> **RECORDS FOR THIS TASK**:
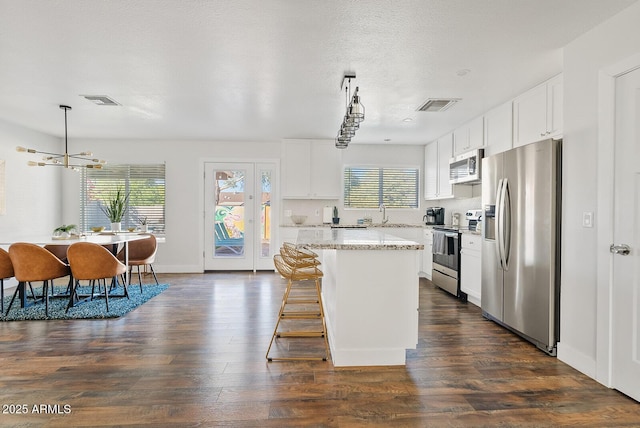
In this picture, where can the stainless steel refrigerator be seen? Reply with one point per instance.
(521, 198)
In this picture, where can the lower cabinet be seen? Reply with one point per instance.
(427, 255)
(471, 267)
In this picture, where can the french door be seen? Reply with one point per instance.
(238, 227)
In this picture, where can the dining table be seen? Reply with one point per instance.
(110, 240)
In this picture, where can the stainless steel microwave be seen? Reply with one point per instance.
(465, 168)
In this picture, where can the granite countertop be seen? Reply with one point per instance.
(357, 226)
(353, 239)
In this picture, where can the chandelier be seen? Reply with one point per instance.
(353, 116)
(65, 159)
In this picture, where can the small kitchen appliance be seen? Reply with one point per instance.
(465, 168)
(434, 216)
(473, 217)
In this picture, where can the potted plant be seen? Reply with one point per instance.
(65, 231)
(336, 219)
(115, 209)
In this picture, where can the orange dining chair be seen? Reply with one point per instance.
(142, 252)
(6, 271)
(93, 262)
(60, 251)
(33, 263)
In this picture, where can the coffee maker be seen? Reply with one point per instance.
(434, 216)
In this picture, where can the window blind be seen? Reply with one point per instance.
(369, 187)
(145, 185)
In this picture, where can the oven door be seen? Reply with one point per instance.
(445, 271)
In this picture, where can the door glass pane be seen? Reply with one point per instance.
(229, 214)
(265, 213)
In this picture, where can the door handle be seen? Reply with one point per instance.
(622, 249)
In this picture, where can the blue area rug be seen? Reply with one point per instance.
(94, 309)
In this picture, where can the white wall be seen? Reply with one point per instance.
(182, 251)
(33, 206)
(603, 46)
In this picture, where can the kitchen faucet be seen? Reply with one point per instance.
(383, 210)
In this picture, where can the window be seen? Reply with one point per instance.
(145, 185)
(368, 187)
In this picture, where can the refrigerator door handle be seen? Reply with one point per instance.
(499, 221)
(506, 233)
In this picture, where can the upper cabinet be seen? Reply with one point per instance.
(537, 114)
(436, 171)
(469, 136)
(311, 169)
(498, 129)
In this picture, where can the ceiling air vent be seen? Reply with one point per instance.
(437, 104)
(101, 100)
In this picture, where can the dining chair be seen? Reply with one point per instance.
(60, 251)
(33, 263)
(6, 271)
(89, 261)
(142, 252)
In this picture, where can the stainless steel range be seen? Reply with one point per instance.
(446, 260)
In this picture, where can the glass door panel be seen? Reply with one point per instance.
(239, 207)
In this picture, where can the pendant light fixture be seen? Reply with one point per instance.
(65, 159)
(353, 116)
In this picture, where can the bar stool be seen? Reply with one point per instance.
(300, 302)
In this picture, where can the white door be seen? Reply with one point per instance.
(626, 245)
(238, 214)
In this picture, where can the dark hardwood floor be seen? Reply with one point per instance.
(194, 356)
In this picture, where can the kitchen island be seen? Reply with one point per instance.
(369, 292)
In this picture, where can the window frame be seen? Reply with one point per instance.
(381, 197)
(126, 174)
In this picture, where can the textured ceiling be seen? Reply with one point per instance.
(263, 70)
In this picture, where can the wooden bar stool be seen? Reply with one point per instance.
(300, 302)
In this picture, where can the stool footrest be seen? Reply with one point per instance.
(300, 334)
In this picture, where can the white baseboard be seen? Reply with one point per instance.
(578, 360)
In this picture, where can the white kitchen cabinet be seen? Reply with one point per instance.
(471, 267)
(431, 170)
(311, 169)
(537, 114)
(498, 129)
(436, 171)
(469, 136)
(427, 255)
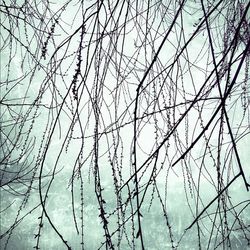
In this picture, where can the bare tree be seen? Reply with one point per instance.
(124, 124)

--

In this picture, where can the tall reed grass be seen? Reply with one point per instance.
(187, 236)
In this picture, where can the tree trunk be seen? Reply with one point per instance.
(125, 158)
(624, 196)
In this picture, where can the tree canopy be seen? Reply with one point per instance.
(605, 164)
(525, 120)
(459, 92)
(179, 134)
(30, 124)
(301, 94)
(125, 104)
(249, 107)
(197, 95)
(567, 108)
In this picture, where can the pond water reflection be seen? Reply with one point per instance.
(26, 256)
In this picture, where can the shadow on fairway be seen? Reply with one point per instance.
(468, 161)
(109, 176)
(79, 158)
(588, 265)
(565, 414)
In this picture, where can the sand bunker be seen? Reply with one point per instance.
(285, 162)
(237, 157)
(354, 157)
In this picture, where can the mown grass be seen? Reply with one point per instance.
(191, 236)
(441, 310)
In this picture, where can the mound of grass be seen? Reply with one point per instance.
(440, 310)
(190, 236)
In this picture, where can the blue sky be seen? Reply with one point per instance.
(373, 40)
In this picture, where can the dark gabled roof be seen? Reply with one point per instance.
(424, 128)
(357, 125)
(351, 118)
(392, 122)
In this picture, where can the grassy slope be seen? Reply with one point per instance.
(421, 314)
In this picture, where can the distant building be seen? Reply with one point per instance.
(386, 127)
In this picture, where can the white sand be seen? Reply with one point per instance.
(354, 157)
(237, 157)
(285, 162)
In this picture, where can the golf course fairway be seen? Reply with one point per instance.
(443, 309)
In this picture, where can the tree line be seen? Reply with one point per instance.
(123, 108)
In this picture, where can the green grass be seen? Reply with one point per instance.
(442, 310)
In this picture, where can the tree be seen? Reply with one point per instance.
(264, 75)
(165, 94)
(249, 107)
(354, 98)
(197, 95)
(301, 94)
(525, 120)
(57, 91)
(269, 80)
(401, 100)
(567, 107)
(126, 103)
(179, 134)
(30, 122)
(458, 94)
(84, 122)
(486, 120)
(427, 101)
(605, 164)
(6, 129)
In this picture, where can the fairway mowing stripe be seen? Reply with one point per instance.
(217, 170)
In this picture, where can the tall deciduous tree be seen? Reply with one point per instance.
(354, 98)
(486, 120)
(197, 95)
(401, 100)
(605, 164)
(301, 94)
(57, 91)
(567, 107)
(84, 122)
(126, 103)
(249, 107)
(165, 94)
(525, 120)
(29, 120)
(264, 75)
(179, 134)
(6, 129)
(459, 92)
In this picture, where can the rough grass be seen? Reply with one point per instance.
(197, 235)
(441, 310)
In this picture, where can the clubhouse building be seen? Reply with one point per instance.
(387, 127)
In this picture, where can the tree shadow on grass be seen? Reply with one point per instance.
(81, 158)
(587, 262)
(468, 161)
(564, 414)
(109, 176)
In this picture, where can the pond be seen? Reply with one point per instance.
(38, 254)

> **OBJECTIVE**: How many lines in the rows above contain the string "window"? Case counts. Reply with the number alone.

> **EXERCISE RESPONSE**: 3